[Stored data entries]
= = = = = = =

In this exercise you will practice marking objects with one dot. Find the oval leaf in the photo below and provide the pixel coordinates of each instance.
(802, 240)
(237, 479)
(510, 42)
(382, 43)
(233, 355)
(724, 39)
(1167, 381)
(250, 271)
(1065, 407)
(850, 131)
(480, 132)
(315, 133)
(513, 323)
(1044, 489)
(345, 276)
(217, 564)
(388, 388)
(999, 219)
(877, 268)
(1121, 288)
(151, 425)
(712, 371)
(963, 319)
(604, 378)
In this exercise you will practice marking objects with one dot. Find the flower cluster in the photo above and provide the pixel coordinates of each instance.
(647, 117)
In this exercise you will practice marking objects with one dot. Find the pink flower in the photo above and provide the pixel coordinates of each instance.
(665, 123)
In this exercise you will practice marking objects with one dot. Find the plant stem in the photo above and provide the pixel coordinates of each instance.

= = = = = = =

● **Goal of the exercise**:
Repeat each line above exactly as it stands.

● **Output for this task**:
In this exercise you will practice marking objects with one dot. Find the oval leaf in the photo below and provide the pixel coordinates of each instance.
(802, 240)
(237, 479)
(510, 42)
(382, 43)
(233, 355)
(724, 39)
(1167, 381)
(250, 271)
(1065, 407)
(850, 131)
(480, 132)
(315, 133)
(513, 323)
(1044, 489)
(345, 276)
(217, 564)
(388, 388)
(999, 219)
(877, 268)
(1121, 288)
(151, 425)
(712, 371)
(963, 319)
(604, 378)
In this exercise you will practice marking objects with one dot. Find the flower cluster in the photo above and provide the pixel coordinates of each instance.
(647, 117)
In this exercise you will practice marking objects with one dot. Find the pink flower in the photo above and provide the pixel coordinates of each instance.
(665, 123)
In this exercise you will practice marking objects with one dot. Find the plant stem in the photo above and provide the pixel coordinates of each instance.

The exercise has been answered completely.